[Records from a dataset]

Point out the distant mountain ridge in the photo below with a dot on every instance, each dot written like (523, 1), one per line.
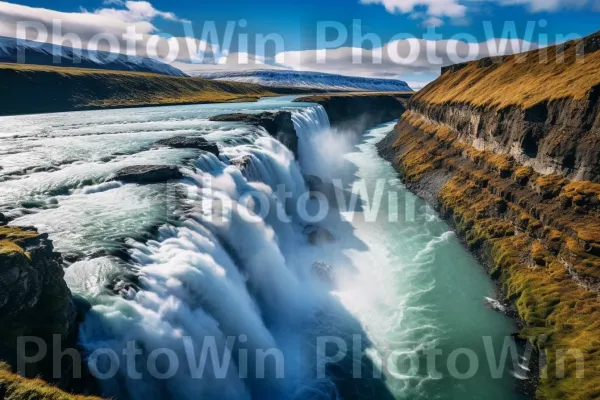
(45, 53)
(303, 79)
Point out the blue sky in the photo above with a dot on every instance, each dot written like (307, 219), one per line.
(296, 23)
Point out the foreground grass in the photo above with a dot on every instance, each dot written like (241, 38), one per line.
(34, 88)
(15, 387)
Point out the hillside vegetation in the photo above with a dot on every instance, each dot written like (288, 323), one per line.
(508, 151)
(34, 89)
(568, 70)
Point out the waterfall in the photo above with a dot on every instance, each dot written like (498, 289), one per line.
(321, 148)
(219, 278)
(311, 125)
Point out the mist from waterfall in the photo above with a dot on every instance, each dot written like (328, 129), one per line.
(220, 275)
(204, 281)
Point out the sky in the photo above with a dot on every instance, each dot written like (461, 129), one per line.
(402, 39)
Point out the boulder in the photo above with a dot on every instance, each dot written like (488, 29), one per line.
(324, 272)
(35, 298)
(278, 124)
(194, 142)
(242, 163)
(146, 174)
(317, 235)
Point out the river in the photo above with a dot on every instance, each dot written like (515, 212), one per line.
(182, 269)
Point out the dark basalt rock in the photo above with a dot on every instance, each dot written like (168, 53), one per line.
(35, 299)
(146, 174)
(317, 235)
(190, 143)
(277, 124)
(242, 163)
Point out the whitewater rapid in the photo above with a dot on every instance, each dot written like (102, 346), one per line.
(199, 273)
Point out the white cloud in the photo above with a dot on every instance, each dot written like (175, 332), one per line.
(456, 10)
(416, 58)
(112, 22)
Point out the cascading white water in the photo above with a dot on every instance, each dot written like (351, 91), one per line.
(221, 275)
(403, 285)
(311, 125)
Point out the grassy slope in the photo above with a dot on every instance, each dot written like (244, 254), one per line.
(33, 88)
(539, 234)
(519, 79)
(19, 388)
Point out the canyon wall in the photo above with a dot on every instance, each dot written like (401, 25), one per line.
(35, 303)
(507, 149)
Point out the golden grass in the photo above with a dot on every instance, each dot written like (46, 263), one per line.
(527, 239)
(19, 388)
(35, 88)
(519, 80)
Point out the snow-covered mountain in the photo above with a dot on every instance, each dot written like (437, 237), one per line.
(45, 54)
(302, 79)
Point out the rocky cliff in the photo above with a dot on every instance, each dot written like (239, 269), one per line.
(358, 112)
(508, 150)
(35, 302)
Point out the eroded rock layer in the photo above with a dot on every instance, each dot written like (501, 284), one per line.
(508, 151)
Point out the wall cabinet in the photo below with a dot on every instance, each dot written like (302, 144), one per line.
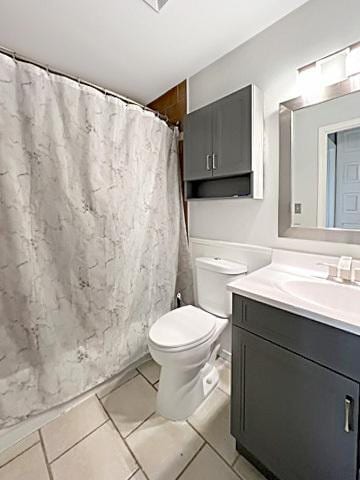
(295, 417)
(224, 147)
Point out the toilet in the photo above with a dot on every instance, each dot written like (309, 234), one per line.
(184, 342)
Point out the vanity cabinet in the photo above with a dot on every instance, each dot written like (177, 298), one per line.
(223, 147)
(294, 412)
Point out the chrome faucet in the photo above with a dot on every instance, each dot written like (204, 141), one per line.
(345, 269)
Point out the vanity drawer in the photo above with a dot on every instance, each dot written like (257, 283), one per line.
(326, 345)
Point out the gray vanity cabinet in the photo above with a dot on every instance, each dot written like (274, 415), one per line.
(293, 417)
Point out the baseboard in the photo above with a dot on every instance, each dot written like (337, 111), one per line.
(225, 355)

▶ [WHAT TO PRODUCE] Every record above should be written out again exactly; the pictures stay out of the copy.

▶ [SOLVED EXERCISE]
Point out the distant mountain ridge in the photo below with a dot on every instance, each dot written like (523, 1), one per line.
(45, 53)
(303, 79)
Point out the blue sky in the photo above with a dot on every instance, each dot written like (307, 219), one per line.
(296, 23)
Point out the foreground grass in the photo above with a dot on every instance, each dot written like (241, 38), one per line.
(34, 88)
(15, 387)
Point out the hillside vegetation in the photo above with a dot on every instance, each dot written like (288, 323), one per line.
(508, 151)
(34, 89)
(568, 70)
Point out the waterfall in the photo above with a dot on every instance, each dot written like (498, 289), one per line.
(321, 148)
(219, 278)
(311, 125)
Point out the mist from waterfall in the photo above with a dot on every instance, each dot written like (328, 129), one per line.
(220, 275)
(204, 281)
Point out the sky in the photo above with a dot on every instance, each dot written like (461, 129), one per line.
(402, 39)
Point out the boulder in the photo above with a dot on every instance, each dot written like (488, 29), one per line.
(324, 272)
(35, 298)
(278, 124)
(194, 142)
(242, 163)
(146, 174)
(317, 235)
Point out the river in the photo above with a dot on every instance, each dot written like (515, 212), one per line.
(182, 269)
Point out the dark basalt rock in the photo above with a dot on every instance, each dot written like (168, 53), one per line.
(35, 299)
(146, 174)
(317, 235)
(190, 143)
(277, 124)
(242, 163)
Point out the whitewater rapid in the photo above with a dot on every instance, each dot written like (102, 346), one per line.
(199, 273)
Point out the white cloud in the photo above with a dot on every instance, each dot written like (175, 332), one per line.
(456, 10)
(416, 58)
(112, 22)
Point out the cascading white water in the photo above with a dot on every instance, each dot written like (351, 91), one per line.
(221, 275)
(403, 285)
(311, 125)
Point out the grassy slope in the photo above with a dot on every instance, each dot written like (244, 254), one per line.
(33, 88)
(539, 234)
(519, 79)
(19, 388)
Point out the canyon wall in the photo above with a dot on every instance, each dot written like (401, 25), one per line.
(35, 303)
(507, 149)
Point out the golden grass in the photo above with a dot on every instance, each dot written like (46, 263), one per line.
(527, 239)
(19, 388)
(35, 88)
(519, 80)
Point out the snow-covered mountain in the photo above with a dot on every instance, each dot written like (437, 237), one per line.
(45, 54)
(302, 79)
Point out the rocky cliff in the photo above with a dot on every instance, each dot written like (239, 269), one per line.
(358, 112)
(508, 150)
(35, 302)
Point out the eroded rock layer in the photo above with a dot on every instance, each dot written like (501, 284), one per line.
(508, 151)
Point out the wall cabinet in the photo below with a dot on every instance, each dot written like (302, 144), one per line.
(295, 417)
(224, 147)
Point out the toilet in the photo above with a dot on every instance, each dot written like (309, 234), one per line.
(184, 342)
Point out the vanity cabinet in the photo above with a dot on every instance, each dot written like (177, 298), one per line.
(223, 147)
(294, 412)
Point out the chrome faucet in the photo above with a dot on every instance, each dot written like (204, 141), one per line.
(345, 269)
Point out the vanity drawer in the photo above with a dot on every instance, each dot written like (257, 283), one per line.
(326, 345)
Point out the gray vanity cabinet in the photo above with a dot on every instance, each dot written like (274, 415), one per line.
(293, 417)
Point out the baseboard in the photo above with a dot on every instance, each dot written like (337, 111), one per line.
(225, 355)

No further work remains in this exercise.